Assigned task:
Each line below should be quoted exactly, please.

Extracted information:
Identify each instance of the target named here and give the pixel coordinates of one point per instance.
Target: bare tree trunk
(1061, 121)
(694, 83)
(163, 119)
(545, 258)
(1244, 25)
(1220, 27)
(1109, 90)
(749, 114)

Response area:
Identify each instance of the target named here and give the pixel coordinates of one point per instance.
Target: bare tree trunk
(1061, 121)
(694, 83)
(163, 119)
(545, 258)
(1244, 25)
(1220, 27)
(1109, 90)
(749, 114)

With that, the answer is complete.